* **Passage to read**
= = = = =

POV: Industrial Laundry - Trying to Wring out Profitability
With five years in industrial laundry, I have held various operation leadership roles in Wisconsin, Illinois, and Indiana, from world-class Fortune 500 companies to 3rd-generation family-owned operations. Each share the same issues and hardships. The rental uniform business is highly complex and fast-paced, with the ultimate goal of serving customers a clean inventory of product week after week while allowing them to run their business safer, faster, and more comfortably. Industrial laundry is known for being highly competitive, very dirty, physically demanding, with long hours, and extremely tight margins . An average item is touched 10 times before returning to the customer. The most profitable customers are the ones that are retained, and a strong emphasis is put on keeping customers and limiting lost business. To add to the complexities, daily demand changes based on seasonality, customer behavior, economic sensitivities, and customer use. The Service and Plants teams have very little time to respond to changes, and traditional business strategies have limited the growth and success of this industry. To service customers better, faster, and safer, this industry must continue to engineer and develop creative ideas.
Putting the pieces together
Daily demand at the plant changes depending on various things whether it be new sales, differing customer needs, seasonality, or uneven daily customer use. Every day the plant needs to instantly react to these demand changes by piecing together what items need to be washed and when. In conjunction to this, plants must have the right individuals at each phase of packing, garment hanging, etc. to keep the items moving in the process. Plant leaders have quietly navigated these daily variations and have gotten quite good at flexing themselves into spaces to break bottlenecks. If this still isn’t good enough, routes are either shipped incomplete, or quality suffers. Repeated service and quality issues puts the account at risk from a competitor or something the customer figures out another solution all together. Either way that retained business is at risk and therefore profitability of the site is as well.

= = = = =

* **Records provided**
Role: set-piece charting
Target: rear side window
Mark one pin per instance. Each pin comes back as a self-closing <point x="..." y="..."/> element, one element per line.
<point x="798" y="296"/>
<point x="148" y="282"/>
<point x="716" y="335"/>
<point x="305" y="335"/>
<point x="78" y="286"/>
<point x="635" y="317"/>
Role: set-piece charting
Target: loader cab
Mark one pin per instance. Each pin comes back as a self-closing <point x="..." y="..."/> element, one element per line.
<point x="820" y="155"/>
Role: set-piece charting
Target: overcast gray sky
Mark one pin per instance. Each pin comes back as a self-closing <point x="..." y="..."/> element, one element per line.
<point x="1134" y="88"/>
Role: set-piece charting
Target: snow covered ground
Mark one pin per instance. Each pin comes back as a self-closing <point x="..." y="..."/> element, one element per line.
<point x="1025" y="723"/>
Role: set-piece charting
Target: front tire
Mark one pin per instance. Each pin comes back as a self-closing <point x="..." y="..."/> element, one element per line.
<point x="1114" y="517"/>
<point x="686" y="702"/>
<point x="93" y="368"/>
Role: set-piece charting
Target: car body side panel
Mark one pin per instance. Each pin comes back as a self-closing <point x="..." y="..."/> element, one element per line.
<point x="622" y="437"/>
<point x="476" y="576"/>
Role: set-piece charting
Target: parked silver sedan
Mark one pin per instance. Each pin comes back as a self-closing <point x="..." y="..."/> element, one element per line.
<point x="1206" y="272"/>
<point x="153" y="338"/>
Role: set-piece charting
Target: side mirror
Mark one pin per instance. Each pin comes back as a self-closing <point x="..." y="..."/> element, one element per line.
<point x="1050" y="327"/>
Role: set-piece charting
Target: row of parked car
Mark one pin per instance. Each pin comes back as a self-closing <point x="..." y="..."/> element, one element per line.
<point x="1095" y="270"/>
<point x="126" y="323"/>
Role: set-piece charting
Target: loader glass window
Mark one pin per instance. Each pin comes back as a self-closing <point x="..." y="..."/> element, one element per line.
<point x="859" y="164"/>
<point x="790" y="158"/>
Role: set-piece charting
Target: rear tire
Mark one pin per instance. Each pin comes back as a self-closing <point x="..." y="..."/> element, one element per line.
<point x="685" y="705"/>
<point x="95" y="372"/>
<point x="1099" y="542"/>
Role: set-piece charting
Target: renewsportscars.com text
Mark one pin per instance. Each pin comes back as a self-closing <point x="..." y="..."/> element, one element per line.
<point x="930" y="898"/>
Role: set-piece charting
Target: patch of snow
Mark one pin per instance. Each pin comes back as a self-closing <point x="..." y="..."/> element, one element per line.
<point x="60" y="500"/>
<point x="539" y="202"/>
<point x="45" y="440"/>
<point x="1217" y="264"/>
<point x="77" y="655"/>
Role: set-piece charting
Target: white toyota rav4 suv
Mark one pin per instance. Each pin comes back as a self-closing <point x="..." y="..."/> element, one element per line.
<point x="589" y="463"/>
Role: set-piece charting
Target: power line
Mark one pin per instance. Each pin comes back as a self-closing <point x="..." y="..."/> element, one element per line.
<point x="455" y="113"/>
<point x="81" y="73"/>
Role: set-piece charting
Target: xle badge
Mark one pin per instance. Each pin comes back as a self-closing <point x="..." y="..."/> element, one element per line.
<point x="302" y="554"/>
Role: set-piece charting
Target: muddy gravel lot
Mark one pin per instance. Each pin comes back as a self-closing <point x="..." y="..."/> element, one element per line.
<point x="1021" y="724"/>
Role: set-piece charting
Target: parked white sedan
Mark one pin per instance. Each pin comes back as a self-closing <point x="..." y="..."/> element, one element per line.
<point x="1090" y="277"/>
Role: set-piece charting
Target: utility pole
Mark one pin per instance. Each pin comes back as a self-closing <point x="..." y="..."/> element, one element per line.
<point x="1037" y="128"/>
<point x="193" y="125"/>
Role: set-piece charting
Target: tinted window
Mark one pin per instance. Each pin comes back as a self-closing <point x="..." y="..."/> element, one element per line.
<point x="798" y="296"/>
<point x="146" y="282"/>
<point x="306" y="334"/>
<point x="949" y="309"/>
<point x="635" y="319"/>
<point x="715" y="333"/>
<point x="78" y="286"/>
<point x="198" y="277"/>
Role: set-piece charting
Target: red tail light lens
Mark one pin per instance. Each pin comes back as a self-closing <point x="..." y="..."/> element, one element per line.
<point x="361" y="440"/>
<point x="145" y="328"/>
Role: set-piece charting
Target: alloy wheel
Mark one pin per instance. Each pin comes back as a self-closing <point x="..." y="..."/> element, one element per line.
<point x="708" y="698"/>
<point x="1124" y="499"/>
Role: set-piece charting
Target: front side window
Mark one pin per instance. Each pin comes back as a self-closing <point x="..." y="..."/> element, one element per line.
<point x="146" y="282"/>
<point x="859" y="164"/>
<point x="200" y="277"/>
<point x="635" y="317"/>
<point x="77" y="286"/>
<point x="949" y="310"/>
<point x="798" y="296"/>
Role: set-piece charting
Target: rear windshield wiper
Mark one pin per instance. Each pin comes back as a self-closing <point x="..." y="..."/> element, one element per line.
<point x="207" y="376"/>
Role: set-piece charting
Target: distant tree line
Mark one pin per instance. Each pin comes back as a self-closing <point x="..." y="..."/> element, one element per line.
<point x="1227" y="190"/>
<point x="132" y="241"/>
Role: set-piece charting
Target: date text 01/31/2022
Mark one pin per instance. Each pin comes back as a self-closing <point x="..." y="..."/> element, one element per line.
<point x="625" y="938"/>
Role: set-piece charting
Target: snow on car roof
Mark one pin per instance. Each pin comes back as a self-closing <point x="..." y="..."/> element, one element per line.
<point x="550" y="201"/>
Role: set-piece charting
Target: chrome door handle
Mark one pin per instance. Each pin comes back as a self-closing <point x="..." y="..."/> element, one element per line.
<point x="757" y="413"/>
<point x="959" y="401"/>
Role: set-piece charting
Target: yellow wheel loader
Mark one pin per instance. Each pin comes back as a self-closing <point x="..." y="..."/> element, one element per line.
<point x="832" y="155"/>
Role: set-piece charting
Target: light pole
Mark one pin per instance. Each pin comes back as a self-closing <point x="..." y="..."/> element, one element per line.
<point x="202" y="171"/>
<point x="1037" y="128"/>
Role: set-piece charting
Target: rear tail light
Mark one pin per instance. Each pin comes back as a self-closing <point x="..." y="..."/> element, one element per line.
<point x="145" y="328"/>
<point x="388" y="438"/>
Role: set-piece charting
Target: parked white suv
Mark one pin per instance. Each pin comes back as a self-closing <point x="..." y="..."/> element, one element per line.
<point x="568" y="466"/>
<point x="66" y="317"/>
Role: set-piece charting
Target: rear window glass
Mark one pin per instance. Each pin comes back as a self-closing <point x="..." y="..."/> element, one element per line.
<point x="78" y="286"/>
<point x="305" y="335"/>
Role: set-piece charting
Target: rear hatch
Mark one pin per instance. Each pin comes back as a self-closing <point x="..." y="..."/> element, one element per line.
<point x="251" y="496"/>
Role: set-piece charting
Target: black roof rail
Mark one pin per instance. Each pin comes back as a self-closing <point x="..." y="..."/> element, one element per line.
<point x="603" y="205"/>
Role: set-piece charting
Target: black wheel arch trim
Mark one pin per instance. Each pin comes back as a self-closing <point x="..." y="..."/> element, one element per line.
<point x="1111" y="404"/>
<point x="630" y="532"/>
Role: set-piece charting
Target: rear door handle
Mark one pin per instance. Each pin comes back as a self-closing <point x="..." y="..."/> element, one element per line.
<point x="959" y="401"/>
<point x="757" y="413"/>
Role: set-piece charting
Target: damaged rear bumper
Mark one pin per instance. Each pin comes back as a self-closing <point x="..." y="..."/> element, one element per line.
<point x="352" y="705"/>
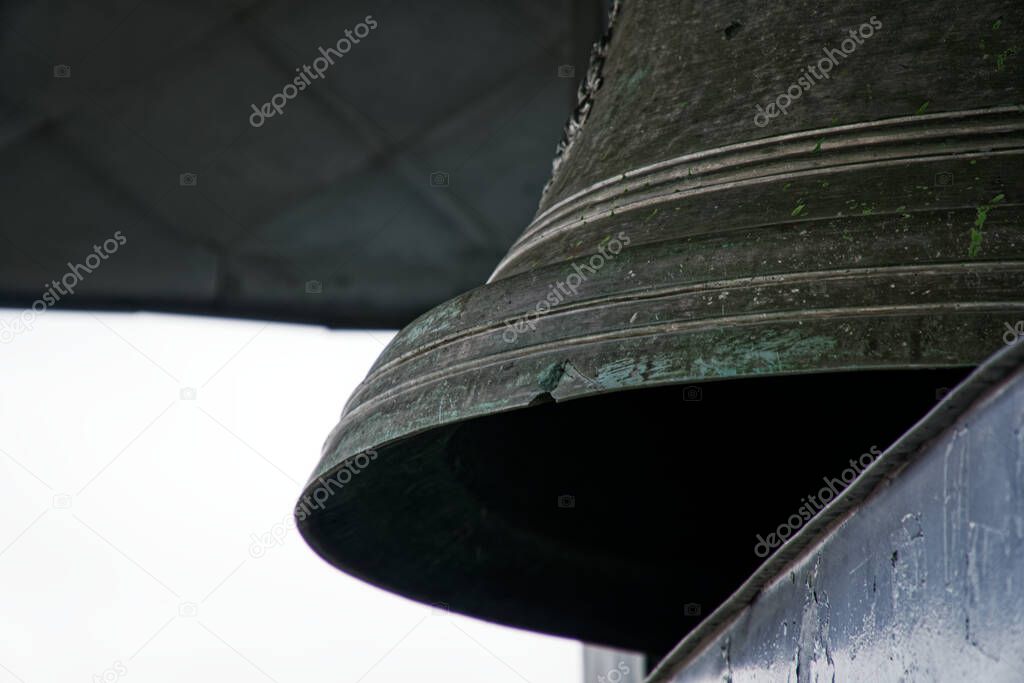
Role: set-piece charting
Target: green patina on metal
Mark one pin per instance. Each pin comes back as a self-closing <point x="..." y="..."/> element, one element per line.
<point x="801" y="248"/>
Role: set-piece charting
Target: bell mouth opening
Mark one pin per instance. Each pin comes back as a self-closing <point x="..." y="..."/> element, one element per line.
<point x="617" y="519"/>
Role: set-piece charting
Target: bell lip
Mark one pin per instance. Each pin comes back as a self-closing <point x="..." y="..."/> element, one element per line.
<point x="422" y="592"/>
<point x="990" y="376"/>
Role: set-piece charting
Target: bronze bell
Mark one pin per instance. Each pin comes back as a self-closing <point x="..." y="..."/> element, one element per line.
<point x="773" y="236"/>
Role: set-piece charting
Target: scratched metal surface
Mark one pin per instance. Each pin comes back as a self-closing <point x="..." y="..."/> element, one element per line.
<point x="876" y="227"/>
<point x="924" y="582"/>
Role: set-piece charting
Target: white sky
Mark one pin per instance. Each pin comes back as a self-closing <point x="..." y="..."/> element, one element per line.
<point x="126" y="508"/>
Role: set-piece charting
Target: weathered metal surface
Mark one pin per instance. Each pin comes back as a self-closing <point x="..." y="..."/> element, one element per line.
<point x="681" y="243"/>
<point x="915" y="572"/>
<point x="602" y="665"/>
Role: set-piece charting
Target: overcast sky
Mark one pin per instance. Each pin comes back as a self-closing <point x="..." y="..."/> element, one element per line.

= = = = =

* **Work required**
Return the full text of the industrial laundry piece word for word. Nothing in the listing matters for this.

* **Answer space**
POV: Industrial Laundry - Trying to Wring out Profitability
With five years in industrial laundry, I have held various operation leadership roles in Wisconsin, Illinois, and Indiana, from world-class Fortune 500 companies to 3rd-generation family-owned operations. Each share the same issues and hardships. The rental uniform business is highly complex and fast-paced, with the ultimate goal of serving customers a clean inventory of product week after week while allowing them to run their business safer, faster, and more comfortably. Industrial laundry is known for being highly competitive, very dirty, physically demanding, with long hours, and extremely tight margins . An average item is touched 10 times before returning to the customer. The most profitable customers are the ones that are retained, and a strong emphasis is put on keeping customers and limiting lost business. To add to the complexities, daily demand changes based on seasonality, customer behavior, economic sensitivities, and customer use. The Service and Plants teams have very little time to respond to changes, and traditional business strategies have limited the growth and success of this industry. To service customers better, faster, and safer, this industry must continue to engineer and develop creative ideas.
Putting the pieces together
Daily demand at the plant changes depending on various things whether it be new sales, differing customer needs, seasonality, or uneven daily customer use. Every day the plant needs to instantly react to these demand changes by piecing together what items need to be washed and when. In conjunction to this, plants must have the right individuals at each phase of packing, garment hanging, etc. to keep the items moving in the process. Plant leaders have quietly navigated these daily variations and have gotten quite good at flexing themselves into spaces to break bottlenecks. If this still isn’t good enough, routes are either shipped incomplete, or quality suffers. Repeated service and quality issues puts the account at risk from a competitor or something the customer figures out another solution all together. Either way that retained business is at risk and therefore profitability of the site is as well.